**Lista zadań**
a. Jaki poziom inflacji na ten rok zakładano w FPP według fragmentu źródłowego?
b. Przepisz dokładnie z fragmentu źródłowego tekst od „NBP poinformował o” do „to niesie konsekwencje?”.
c. Wymień wszystkie kwestie, z którymi według fragmentu źródłowego wiążą się czynniki regulacyjne wpływające na inflację.

**Fragment źródłowy**
::::::::::

W obecnej sytuacji bardzo trudno jest to precyzyjnie oszacować. Znajdujemy się w trudnym momencie w odniesieniu do rozwoju pandemii. Nie spowodowała ona co prawda gwałtownego spadku inflacji, ale przypomnijmy sobie, że na początku ub. roku mieliśmy do czynienia z szybko rosnącymi cenami począwszy od stycznia. Inflacja wyskoczyła wtedy do poziomu 4,4 proc., a w lutym było to nawet 4,7 proc. I za chwilę doszło do pierwszego lockdownu. Zakładaliśmy w FPP inflację na poziomie 2,5 proc. w tym roku. Myślę, że jeszcze w I kwartale będzie ona jeszcze dość wysoka. Wpłynie to rzecz jasna na wyniki gospodarcze pierwszych trzech miesięcy br. Jednak wzrost cen, w zależności od rozwoju sytuacji pandemicznej, może przyspieszać. Już zresztą wzrastają rachunki za prąd, ceny części żywności także będą rosnąć. Kolejnym bodźcem wpływającym na inflację będą czynniki regulacyjne, związane z podatkiem cukrowym i handlowym, opłatami za wywóz śmieci, wzrostem cen paliw, a także wzrostem płacy minimalnej. Uważam, że dynamika cen żywności będzie więc wyższa, natomiast może nie mieć kluczowego znaczenia dla poziomu inflacji w całym obecnym roku.
NBP poinformował o rekordowej wielkości na rezerw walutowych zgromadzonych na koniec grudnia ub. roku (w przeliczeniu - w wysokości 580 mld zł, tj. ponad 90 mld zł więcej niż rok wcześniej). Jakie to niesie konsekwencje?
Wysokie są faktycznie nie tylko rezerwy walutowe NBP, ale także jego zapasy złota - ok. 230 t. Trzeba pamiętać, że te aktywa mają w dużej mierze wzmacniać wiarygodność finansową naszego państwa. Z jednej strony obniżają koszty zaciągniętych długów i ryzyko odpływu kapitału, co ma kapitalne znaczenie w obecnej sytuacji makroekonomicznej. Ale też w dobie pojawiających się zagrożeń dla własnej waluty. NBP dzięki takim zasobom i rezerwom może w jakiś sposób powstrzymywać spadek wartości złotówki. A widać na rynku, że to się zdarza. W tym kontekście wzrost rezerw walutowych pokazuje stabilność naszej waluty. Pamiętajmy przy tym, że mówimy tu co prawda o rezerwach walutowych, ale NBP wnosi corocznie dużą dywidendę do budżetu państwa za dany rok. Więc zapewne minister finansów wnikliwie obserwuje działalność NBP, pod kątem kolejnego potencjalnego zastrzyku ze strony banku do budżetu państwa, tym razem za 2020 r. Analogiczne wpłaty w latach poprzednich miały bowiem duże znaczenie, a to ma przełożenie na ogólną stabilność finansów publicznych, co będzie miało dalej duże znaczenie w bieżącym roku w związku z koronakryzysem.
W jednym z wywiadów prezes NBP Adam Glapiński zasugerował, że jeszcze w I kwartale br. mogłoby dojść do kolejnej obniżki stóp procentowych. Jakie są na to realne szanse?

::::::::::

**Materiał źródłowy**

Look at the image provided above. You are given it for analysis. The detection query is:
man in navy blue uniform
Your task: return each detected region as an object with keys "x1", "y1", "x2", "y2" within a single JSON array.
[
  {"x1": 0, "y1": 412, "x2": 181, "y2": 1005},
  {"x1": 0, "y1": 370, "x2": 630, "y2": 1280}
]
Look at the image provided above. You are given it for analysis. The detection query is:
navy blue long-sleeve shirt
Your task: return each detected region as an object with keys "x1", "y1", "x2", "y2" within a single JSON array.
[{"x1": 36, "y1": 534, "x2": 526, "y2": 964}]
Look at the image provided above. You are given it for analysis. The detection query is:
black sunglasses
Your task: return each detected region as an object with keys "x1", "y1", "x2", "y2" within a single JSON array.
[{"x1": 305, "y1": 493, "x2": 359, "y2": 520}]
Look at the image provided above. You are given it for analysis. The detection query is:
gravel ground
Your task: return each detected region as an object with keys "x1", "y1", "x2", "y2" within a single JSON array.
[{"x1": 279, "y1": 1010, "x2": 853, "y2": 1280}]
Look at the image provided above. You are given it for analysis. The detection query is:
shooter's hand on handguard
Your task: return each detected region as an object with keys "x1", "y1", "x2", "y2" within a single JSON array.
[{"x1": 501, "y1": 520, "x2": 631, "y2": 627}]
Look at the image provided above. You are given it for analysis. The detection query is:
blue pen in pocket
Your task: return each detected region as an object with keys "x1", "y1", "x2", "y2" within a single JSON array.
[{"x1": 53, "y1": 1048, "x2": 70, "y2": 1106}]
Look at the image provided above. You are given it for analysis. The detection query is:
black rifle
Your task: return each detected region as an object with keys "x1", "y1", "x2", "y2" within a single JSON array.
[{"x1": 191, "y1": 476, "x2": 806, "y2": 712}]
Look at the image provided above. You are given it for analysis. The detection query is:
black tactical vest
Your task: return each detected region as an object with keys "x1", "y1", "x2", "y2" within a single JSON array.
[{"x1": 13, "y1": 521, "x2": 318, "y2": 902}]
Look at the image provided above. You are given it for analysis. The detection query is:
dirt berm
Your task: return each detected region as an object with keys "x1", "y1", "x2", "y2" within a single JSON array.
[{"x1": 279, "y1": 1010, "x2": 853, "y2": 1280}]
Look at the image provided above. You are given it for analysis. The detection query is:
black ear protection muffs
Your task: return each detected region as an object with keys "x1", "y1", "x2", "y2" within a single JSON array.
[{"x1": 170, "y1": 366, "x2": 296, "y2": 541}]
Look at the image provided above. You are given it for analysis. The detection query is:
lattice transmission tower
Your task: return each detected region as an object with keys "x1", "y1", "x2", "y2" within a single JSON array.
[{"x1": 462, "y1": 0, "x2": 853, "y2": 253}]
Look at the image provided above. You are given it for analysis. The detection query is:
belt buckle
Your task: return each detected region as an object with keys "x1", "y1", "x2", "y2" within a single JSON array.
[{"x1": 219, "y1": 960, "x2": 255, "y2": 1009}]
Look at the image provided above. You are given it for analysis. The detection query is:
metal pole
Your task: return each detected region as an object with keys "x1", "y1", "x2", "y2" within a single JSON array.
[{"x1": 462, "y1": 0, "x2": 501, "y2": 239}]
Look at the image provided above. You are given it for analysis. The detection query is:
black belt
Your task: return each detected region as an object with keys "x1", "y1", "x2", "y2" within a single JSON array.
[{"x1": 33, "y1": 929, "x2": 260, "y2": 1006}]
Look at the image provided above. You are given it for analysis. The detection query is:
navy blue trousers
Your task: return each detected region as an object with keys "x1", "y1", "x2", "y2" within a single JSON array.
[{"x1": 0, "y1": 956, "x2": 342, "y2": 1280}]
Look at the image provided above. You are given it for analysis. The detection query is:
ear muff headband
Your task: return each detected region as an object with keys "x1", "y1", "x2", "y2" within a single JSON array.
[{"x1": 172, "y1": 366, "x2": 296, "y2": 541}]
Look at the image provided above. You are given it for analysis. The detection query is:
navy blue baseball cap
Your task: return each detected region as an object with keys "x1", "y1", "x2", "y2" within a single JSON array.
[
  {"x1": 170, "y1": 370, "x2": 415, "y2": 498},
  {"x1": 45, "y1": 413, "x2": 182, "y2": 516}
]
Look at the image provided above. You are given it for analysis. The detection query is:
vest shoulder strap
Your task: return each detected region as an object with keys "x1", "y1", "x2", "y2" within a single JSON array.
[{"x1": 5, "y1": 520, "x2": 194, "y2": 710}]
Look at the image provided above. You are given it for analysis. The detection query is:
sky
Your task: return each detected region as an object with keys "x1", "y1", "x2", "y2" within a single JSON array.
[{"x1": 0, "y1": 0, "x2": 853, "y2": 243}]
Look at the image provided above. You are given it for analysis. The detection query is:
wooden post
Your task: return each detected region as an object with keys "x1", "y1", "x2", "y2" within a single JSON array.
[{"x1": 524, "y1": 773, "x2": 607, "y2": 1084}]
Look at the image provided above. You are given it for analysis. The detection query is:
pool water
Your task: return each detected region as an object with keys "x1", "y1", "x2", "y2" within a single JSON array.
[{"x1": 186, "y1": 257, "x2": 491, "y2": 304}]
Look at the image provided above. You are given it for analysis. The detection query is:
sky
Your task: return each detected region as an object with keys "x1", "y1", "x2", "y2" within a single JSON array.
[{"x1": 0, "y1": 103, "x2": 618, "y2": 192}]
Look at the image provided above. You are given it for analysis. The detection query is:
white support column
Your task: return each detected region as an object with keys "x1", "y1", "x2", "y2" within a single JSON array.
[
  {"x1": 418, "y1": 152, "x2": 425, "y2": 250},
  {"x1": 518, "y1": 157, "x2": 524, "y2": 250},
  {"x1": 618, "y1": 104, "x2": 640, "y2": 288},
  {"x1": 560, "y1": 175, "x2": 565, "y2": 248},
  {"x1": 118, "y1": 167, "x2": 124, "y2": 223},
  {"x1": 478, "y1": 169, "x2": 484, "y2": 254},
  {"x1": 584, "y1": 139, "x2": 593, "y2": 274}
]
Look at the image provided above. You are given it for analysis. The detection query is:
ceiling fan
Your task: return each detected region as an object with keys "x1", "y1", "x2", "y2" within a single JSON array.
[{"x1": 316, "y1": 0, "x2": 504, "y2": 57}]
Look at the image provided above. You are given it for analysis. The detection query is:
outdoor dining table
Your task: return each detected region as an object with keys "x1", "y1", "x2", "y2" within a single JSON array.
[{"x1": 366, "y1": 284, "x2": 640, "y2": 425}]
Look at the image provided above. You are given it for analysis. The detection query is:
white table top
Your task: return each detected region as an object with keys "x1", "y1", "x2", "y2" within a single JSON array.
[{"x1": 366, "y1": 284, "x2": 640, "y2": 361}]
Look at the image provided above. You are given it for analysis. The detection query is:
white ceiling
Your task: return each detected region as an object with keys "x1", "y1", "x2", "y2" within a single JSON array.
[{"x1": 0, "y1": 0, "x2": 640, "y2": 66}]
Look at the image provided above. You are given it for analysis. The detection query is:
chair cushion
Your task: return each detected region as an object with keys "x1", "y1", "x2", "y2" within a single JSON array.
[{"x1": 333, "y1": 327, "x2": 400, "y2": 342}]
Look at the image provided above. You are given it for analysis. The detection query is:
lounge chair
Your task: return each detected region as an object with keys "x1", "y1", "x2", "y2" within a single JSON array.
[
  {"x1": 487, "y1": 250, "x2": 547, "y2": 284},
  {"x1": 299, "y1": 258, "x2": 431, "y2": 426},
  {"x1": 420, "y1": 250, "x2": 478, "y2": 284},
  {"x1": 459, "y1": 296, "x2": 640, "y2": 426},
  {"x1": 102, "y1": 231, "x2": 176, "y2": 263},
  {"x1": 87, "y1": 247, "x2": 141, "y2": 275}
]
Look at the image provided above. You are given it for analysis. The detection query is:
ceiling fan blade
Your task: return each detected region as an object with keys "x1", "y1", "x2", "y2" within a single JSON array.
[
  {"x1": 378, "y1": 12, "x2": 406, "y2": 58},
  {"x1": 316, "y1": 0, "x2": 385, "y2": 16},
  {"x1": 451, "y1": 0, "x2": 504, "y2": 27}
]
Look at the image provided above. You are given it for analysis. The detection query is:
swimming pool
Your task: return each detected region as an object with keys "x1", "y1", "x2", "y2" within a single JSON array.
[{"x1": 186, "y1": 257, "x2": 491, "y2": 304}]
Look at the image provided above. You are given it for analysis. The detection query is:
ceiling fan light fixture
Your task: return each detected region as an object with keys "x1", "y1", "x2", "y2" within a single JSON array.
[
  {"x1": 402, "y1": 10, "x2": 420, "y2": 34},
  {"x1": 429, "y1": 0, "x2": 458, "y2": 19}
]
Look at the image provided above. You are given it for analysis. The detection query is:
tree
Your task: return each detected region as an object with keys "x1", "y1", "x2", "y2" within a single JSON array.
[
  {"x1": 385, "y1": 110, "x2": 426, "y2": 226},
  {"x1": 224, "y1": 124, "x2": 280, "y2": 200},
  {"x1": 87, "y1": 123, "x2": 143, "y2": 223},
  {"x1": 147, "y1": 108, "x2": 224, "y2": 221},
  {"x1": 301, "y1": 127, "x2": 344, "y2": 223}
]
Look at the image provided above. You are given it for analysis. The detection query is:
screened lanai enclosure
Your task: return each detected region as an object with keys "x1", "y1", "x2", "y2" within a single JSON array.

::::::::::

**Odpowiedzi do zadań**
a. 2,5 proc.

b.
NBP poinformował o rekordowej wielkości na rezerw walutowych zgromadzonych na koniec grudnia ub. roku (w przeliczeniu - w wysokości 580 mld zł, tj. ponad 90 mld zł więcej niż rok wcześniej). Jakie to niesie konsekwencje?

c.
podatek cukrowy
podatek handlowy
opłaty za wywóz śmieci
wzrost cen paliw
wzrost płacy minimalnej